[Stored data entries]
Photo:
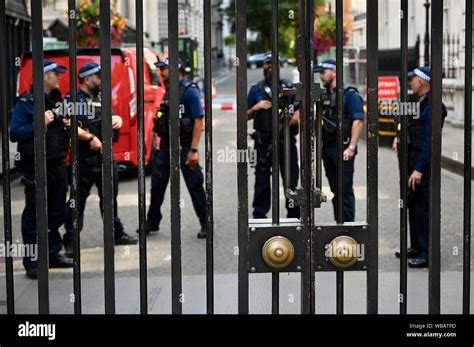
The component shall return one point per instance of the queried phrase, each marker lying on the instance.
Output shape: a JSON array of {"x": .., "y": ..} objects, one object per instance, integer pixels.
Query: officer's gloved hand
[
  {"x": 116, "y": 122},
  {"x": 264, "y": 104},
  {"x": 48, "y": 117}
]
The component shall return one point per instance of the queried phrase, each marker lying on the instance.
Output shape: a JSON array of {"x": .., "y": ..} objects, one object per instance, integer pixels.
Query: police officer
[
  {"x": 90, "y": 159},
  {"x": 191, "y": 125},
  {"x": 419, "y": 129},
  {"x": 57, "y": 142},
  {"x": 259, "y": 108},
  {"x": 353, "y": 118}
]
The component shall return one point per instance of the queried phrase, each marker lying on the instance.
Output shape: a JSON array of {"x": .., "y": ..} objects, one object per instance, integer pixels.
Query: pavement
[{"x": 225, "y": 252}]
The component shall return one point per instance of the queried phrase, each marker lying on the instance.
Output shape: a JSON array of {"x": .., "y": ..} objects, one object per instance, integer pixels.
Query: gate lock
[
  {"x": 342, "y": 251},
  {"x": 278, "y": 252}
]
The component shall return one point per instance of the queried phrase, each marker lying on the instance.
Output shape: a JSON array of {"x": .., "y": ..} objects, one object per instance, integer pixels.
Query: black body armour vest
[
  {"x": 56, "y": 138},
  {"x": 186, "y": 121},
  {"x": 329, "y": 121}
]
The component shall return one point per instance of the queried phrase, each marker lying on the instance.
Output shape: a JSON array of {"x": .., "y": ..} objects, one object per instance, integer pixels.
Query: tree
[
  {"x": 88, "y": 29},
  {"x": 325, "y": 33},
  {"x": 259, "y": 21}
]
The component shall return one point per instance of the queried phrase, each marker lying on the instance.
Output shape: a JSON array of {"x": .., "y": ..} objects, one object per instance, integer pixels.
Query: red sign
[{"x": 389, "y": 87}]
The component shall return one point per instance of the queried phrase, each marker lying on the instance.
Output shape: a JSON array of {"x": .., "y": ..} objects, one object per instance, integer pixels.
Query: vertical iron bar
[
  {"x": 305, "y": 67},
  {"x": 403, "y": 157},
  {"x": 275, "y": 292},
  {"x": 209, "y": 163},
  {"x": 7, "y": 208},
  {"x": 275, "y": 144},
  {"x": 275, "y": 118},
  {"x": 467, "y": 162},
  {"x": 372, "y": 153},
  {"x": 242, "y": 169},
  {"x": 309, "y": 22},
  {"x": 435, "y": 176},
  {"x": 340, "y": 148},
  {"x": 107, "y": 171},
  {"x": 141, "y": 159},
  {"x": 286, "y": 149},
  {"x": 40, "y": 157},
  {"x": 176, "y": 281},
  {"x": 74, "y": 155}
]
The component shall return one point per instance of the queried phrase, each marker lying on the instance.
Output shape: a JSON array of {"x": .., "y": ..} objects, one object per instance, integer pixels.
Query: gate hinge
[
  {"x": 296, "y": 195},
  {"x": 318, "y": 197}
]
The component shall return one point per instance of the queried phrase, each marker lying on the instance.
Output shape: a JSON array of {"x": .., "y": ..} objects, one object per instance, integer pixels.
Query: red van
[{"x": 124, "y": 96}]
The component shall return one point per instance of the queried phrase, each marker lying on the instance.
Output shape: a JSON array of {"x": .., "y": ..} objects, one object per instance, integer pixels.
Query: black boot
[
  {"x": 202, "y": 234},
  {"x": 125, "y": 239}
]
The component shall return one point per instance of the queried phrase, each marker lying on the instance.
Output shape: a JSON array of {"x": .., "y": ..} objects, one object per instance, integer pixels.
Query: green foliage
[
  {"x": 259, "y": 17},
  {"x": 325, "y": 33}
]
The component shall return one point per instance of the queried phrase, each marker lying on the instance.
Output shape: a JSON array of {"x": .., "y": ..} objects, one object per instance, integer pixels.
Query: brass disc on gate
[
  {"x": 278, "y": 252},
  {"x": 343, "y": 251}
]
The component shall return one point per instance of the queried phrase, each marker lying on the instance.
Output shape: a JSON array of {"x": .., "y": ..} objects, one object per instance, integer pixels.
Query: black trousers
[
  {"x": 160, "y": 176},
  {"x": 90, "y": 175},
  {"x": 56, "y": 199},
  {"x": 263, "y": 171},
  {"x": 330, "y": 166}
]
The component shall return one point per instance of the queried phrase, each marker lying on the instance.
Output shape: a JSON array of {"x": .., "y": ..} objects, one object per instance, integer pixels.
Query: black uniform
[
  {"x": 419, "y": 160},
  {"x": 190, "y": 104},
  {"x": 90, "y": 168},
  {"x": 57, "y": 142},
  {"x": 263, "y": 146},
  {"x": 352, "y": 110}
]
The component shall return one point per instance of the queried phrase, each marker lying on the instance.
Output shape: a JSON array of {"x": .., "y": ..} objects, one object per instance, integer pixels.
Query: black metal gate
[{"x": 265, "y": 246}]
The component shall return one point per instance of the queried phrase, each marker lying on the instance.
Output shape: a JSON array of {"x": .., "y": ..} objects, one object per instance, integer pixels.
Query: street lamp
[{"x": 427, "y": 35}]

• WHAT TO PRODUCE:
The data above needs to be retyped exactly, with the images left out.

• SOLUTION FOR THIS EXERCISE:
Photo:
The component shall return one point per instance of the queried phrase, each marker lying on the instance.
Output shape: a JSON array of {"x": .., "y": ..} objects, one object per instance, integer pixels.
Query: officer's gloved hand
[
  {"x": 116, "y": 122},
  {"x": 264, "y": 104},
  {"x": 48, "y": 117}
]
The component shall return one point per instance of the queried phrase, each marker lying on the instance.
Output shape: a JSON array of {"x": .., "y": ..} objects, one object per instance, integer pixels.
Query: police officer
[
  {"x": 90, "y": 159},
  {"x": 191, "y": 125},
  {"x": 419, "y": 129},
  {"x": 57, "y": 142},
  {"x": 259, "y": 108},
  {"x": 353, "y": 118}
]
The component shall return one point per instance of the queried phrase, each marker lying on the instance.
Output shape: a JSON array of {"x": .., "y": ..} objects, one object per instance, integer pixels.
Query: pavement
[{"x": 225, "y": 252}]
The component shall return one point per instance of the queried phrase, each marker lying on the instance.
Output shape: a JSON array of {"x": .., "y": ..} objects, one object per instance, integer pixels.
Query: gate lock
[
  {"x": 342, "y": 251},
  {"x": 278, "y": 252}
]
The component shall return one point per instance of the queried phrase, each marker lying on the instance.
Output shape: a JSON array of {"x": .., "y": ..} objects, one object per instance, integer pixels.
Query: black body armour vest
[
  {"x": 56, "y": 138},
  {"x": 186, "y": 121},
  {"x": 329, "y": 121}
]
The component shall return one point per instance of the queried phrase, each marker lying on the instance.
Output shape: a JSON array of {"x": .., "y": ..} objects, one object per instance, integer pixels.
Query: tree
[
  {"x": 88, "y": 29},
  {"x": 325, "y": 33},
  {"x": 259, "y": 21}
]
The component shall return one point per instance of the queried phrase, each marker lying on the instance.
Output shape: a JSON array of {"x": .., "y": ..} objects, one object per instance, integer pixels.
Query: red sign
[{"x": 389, "y": 87}]
The component shall return one point per instance of the queried phrase, each marker lying on the instance.
Output shape: a JSON array of {"x": .., "y": ..} objects, one object per instance, integer pixels.
Query: vertical iron bar
[
  {"x": 305, "y": 67},
  {"x": 403, "y": 157},
  {"x": 275, "y": 292},
  {"x": 209, "y": 163},
  {"x": 7, "y": 208},
  {"x": 275, "y": 144},
  {"x": 275, "y": 118},
  {"x": 467, "y": 162},
  {"x": 372, "y": 153},
  {"x": 242, "y": 169},
  {"x": 309, "y": 22},
  {"x": 435, "y": 176},
  {"x": 340, "y": 148},
  {"x": 107, "y": 171},
  {"x": 141, "y": 159},
  {"x": 286, "y": 149},
  {"x": 40, "y": 157},
  {"x": 176, "y": 281},
  {"x": 74, "y": 155}
]
The component shall return one point per instance of the queried phrase, each marker lying on the instance.
Output shape: a JSON array of {"x": .., "y": ..} objects, one object per instance, integer pixels.
Query: gate hinge
[
  {"x": 296, "y": 195},
  {"x": 318, "y": 197}
]
The component shall return one point per instance of the queried phrase, each marker lying on the instance.
Output shape: a JSON array of {"x": .., "y": ..} objects, one object per instance, integer pixels.
Query: red van
[{"x": 124, "y": 96}]
The component shall return one point per instance of the queried phrase, each marker lying on the instance.
Output shape: a JSON array of {"x": .., "y": ..} objects, one object per instance, integer pixels.
Query: black boot
[
  {"x": 202, "y": 234},
  {"x": 125, "y": 239}
]
The component shall return one point per instance of the queried phrase, each marker lying on the instance.
Output shape: a JSON array of {"x": .., "y": ..} objects, one object per instance, integer pixels.
Query: green foliage
[
  {"x": 259, "y": 17},
  {"x": 325, "y": 33}
]
The component shall return one point per instance of the queried phrase, each marker lying on the instance.
Output shape: a JSON array of {"x": .., "y": ..} objects, one object per instance, integer pixels.
Query: brass disc on gate
[
  {"x": 278, "y": 252},
  {"x": 343, "y": 251}
]
The component shall return one point per instance of the queried phrase, each marker lying on the instance.
Output shape: a JSON array of {"x": .., "y": ..} objects, one object per instance, integer pixels.
Query: black trousers
[
  {"x": 160, "y": 176},
  {"x": 90, "y": 175},
  {"x": 56, "y": 199},
  {"x": 263, "y": 171},
  {"x": 330, "y": 166}
]
The component shall return one point per instance of the queried phrase, each marker lying on the instance.
Output shape: a JSON array of {"x": .., "y": ..} objects, one object per instance, integer pixels.
Query: black uniform
[
  {"x": 419, "y": 160},
  {"x": 190, "y": 104},
  {"x": 90, "y": 168},
  {"x": 57, "y": 142},
  {"x": 263, "y": 146},
  {"x": 352, "y": 110}
]
The component shall return one point per instance of the queried phrase, each marker lying on the instance.
Output shape: a JSON array of {"x": .., "y": ..} objects, one object per instance, integer pixels.
Query: black metal gate
[{"x": 265, "y": 246}]
The component shall return one point per instance of the queried phrase, each marker lying on the instance.
Output shape: a JSON array of {"x": .., "y": ..} objects, one object per instance, integer pixels.
Query: street lamp
[{"x": 427, "y": 35}]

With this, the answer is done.